TASK TO COMPLETE:
Only the lines from the one that contains "negative clicks: (427, 109)" to the end of the material below are wanted, each duplicated exactly.

EXCERPTED RECORDS:
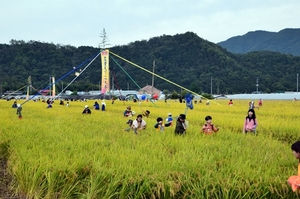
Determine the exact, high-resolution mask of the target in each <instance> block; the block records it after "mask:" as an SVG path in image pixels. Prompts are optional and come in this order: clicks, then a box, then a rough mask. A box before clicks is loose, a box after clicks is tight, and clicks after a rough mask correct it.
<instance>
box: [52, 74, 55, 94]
mask: <svg viewBox="0 0 300 199" xmlns="http://www.w3.org/2000/svg"><path fill="white" fill-rule="evenodd" d="M52 82H53V89H52V97H55V78H54V77H52Z"/></svg>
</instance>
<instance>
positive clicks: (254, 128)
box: [243, 109, 258, 133]
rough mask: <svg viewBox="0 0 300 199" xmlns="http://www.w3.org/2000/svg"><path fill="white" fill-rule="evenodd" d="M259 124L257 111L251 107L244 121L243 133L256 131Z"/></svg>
mask: <svg viewBox="0 0 300 199" xmlns="http://www.w3.org/2000/svg"><path fill="white" fill-rule="evenodd" d="M257 125H258V123H257V119H256V115H255V111H254V109H249V110H248V115H247V117H246V118H245V121H244V127H243V133H248V132H252V133H256V127H257Z"/></svg>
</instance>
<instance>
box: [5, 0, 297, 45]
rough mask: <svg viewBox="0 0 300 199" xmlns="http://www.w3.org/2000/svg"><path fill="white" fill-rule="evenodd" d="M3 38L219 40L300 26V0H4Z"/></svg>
mask: <svg viewBox="0 0 300 199" xmlns="http://www.w3.org/2000/svg"><path fill="white" fill-rule="evenodd" d="M0 2H1V3H0V44H9V42H10V41H11V40H12V39H13V40H23V41H25V42H28V41H32V40H33V41H39V42H44V43H54V44H59V45H71V46H75V47H79V46H92V47H99V46H100V45H101V44H103V43H102V40H103V38H102V35H103V30H105V32H106V36H107V37H106V40H107V42H105V45H106V47H113V46H118V45H127V44H129V43H131V42H135V41H141V40H149V39H151V38H153V37H158V36H162V35H176V34H184V33H186V32H194V33H196V34H197V35H198V36H199V37H201V38H203V39H205V40H208V41H210V42H213V43H218V42H221V41H225V40H227V39H229V38H231V37H234V36H238V35H244V34H246V33H247V32H250V31H255V30H265V31H270V32H278V31H280V30H282V29H285V28H300V0H243V1H241V0H72V1H71V0H0Z"/></svg>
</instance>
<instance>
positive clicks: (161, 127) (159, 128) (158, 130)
mask: <svg viewBox="0 0 300 199" xmlns="http://www.w3.org/2000/svg"><path fill="white" fill-rule="evenodd" d="M156 121H157V123H156V124H155V125H154V128H156V129H157V130H158V131H161V132H162V131H164V130H165V127H168V126H171V123H166V124H164V123H163V119H162V118H161V117H158V118H157V119H156Z"/></svg>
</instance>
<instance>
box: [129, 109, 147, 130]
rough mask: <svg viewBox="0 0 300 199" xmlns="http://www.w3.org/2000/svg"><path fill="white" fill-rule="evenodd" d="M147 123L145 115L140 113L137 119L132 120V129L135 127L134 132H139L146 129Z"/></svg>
mask: <svg viewBox="0 0 300 199" xmlns="http://www.w3.org/2000/svg"><path fill="white" fill-rule="evenodd" d="M146 124H147V123H146V121H145V120H143V116H142V115H141V114H139V115H138V116H137V117H136V120H134V121H133V122H132V129H133V131H134V133H135V134H138V133H137V132H138V131H141V130H144V129H146Z"/></svg>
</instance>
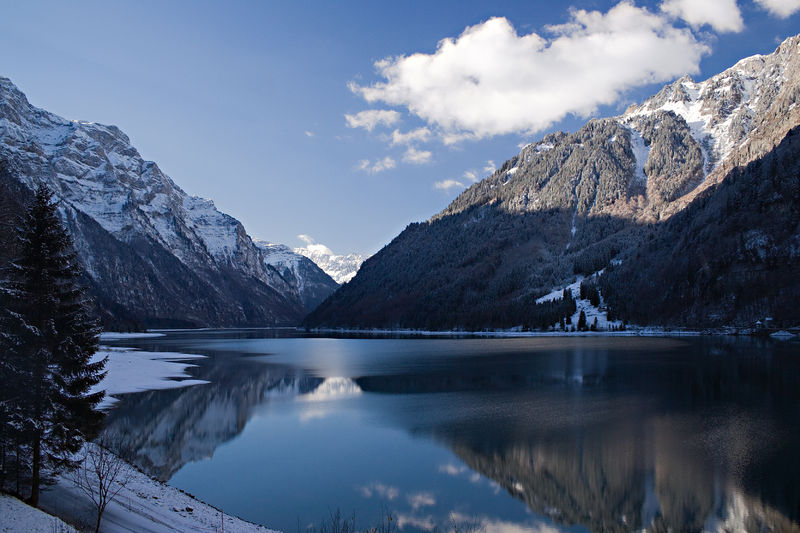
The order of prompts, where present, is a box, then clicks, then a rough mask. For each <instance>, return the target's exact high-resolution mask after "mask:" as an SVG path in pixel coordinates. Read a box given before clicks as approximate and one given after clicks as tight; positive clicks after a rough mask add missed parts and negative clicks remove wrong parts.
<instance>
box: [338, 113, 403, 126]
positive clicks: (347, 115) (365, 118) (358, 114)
mask: <svg viewBox="0 0 800 533" xmlns="http://www.w3.org/2000/svg"><path fill="white" fill-rule="evenodd" d="M344 118H345V119H346V120H347V127H348V128H364V129H365V130H367V131H372V130H373V129H375V127H376V126H378V125H380V124H383V125H384V126H392V125H393V124H396V123H397V121H398V120H400V113H398V112H397V111H391V110H388V109H367V110H366V111H359V112H358V113H356V114H355V115H345V116H344Z"/></svg>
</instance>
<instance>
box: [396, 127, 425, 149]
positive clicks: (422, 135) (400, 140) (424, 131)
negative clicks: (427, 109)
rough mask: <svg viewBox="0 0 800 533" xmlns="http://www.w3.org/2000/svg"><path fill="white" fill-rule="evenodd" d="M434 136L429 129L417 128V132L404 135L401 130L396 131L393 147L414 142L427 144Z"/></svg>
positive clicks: (408, 143) (413, 132)
mask: <svg viewBox="0 0 800 533" xmlns="http://www.w3.org/2000/svg"><path fill="white" fill-rule="evenodd" d="M431 135H432V132H431V130H429V129H428V128H424V127H423V128H417V129H415V130H411V131H409V132H406V133H402V132H401V131H400V130H394V131H393V132H392V141H391V143H392V145H396V144H410V143H412V142H427V141H428V140H430V138H431Z"/></svg>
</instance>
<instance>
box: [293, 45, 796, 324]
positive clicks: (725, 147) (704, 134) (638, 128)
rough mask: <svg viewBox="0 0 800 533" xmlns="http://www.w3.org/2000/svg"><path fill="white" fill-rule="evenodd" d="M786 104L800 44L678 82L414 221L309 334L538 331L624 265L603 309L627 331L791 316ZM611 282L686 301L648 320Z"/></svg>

RESPONSE AREA:
negative clicks: (427, 109)
rough mask: <svg viewBox="0 0 800 533" xmlns="http://www.w3.org/2000/svg"><path fill="white" fill-rule="evenodd" d="M434 136L429 129L417 128V132L404 135L401 130L396 131L393 147L414 142L427 144Z"/></svg>
positive clicks: (408, 143) (413, 132)
mask: <svg viewBox="0 0 800 533" xmlns="http://www.w3.org/2000/svg"><path fill="white" fill-rule="evenodd" d="M431 135H432V132H431V130H429V129H428V128H424V127H423V128H417V129H415V130H411V131H409V132H406V133H402V132H401V131H400V130H394V131H393V132H392V141H391V143H392V145H396V144H410V143H412V142H427V141H428V140H430V138H431Z"/></svg>
</instance>
<instance>
box: [293, 45, 796, 324]
positive clicks: (725, 147) (704, 134) (638, 128)
rough mask: <svg viewBox="0 0 800 533" xmlns="http://www.w3.org/2000/svg"><path fill="white" fill-rule="evenodd" d="M786 104L800 44L678 82L414 221L309 334L538 331L624 265L603 309L627 331L791 316ZM611 282L686 301L648 320Z"/></svg>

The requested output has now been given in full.